Content starts

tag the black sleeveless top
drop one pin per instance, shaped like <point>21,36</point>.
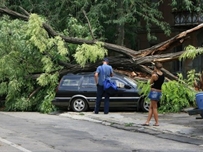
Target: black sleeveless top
<point>158,83</point>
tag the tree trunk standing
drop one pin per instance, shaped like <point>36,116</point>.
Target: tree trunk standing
<point>120,26</point>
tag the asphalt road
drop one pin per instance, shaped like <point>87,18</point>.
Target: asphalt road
<point>35,132</point>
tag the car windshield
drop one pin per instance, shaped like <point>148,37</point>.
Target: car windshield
<point>131,81</point>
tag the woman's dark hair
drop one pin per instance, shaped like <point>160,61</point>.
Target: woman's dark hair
<point>158,65</point>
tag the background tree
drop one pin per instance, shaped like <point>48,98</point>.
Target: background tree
<point>37,57</point>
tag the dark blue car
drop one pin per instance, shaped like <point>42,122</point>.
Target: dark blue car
<point>77,92</point>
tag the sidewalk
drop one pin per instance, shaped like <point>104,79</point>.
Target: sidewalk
<point>172,125</point>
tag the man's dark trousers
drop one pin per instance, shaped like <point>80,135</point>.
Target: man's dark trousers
<point>100,93</point>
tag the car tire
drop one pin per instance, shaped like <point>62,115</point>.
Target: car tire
<point>79,105</point>
<point>144,104</point>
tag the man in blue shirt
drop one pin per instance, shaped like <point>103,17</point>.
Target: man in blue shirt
<point>102,72</point>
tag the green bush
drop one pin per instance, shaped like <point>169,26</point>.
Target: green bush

Content ends

→ Task brief: An exact transcript of the listing is needed, free of pictures.

→ Result:
tag the black sleeveless top
drop one pin per instance, shaped like <point>21,36</point>.
Target: black sleeveless top
<point>158,83</point>
tag the tree trunk standing
drop one pin per instance, shaped like <point>36,116</point>.
Target: tree trunk standing
<point>120,26</point>
tag the asphalt road
drop one pin per instance, shaped like <point>87,18</point>.
Target: asphalt road
<point>35,132</point>
tag the car windshield
drop one pin per instance, shaped like <point>148,37</point>.
Target: car windshield
<point>131,81</point>
tag the woman's dark hair
drop one pin per instance, shaped like <point>160,61</point>.
Target: woman's dark hair
<point>158,65</point>
tag the background tree
drop one pin per instance, shaped like <point>48,98</point>.
Target: background tree
<point>37,57</point>
tag the dark blue car
drop one pin per instance, shaped like <point>42,122</point>.
Target: dark blue car
<point>77,92</point>
tag the sidewalk
drop one pin per instance, shaped like <point>104,79</point>.
Target: sidewalk
<point>172,125</point>
tag the man's dark trousers
drop one pin per instance, shaped like <point>80,135</point>.
Target: man's dark trousers
<point>100,93</point>
tag the car tire
drop one pin per instance, shaped like <point>62,115</point>.
Target: car tire
<point>79,105</point>
<point>144,104</point>
tag the man in blue shirt
drop one pin per instance, shaped like <point>103,17</point>.
Target: man in blue shirt
<point>102,72</point>
tag the green bush
drop one pin per instance, shaped like <point>169,26</point>.
Target: green bush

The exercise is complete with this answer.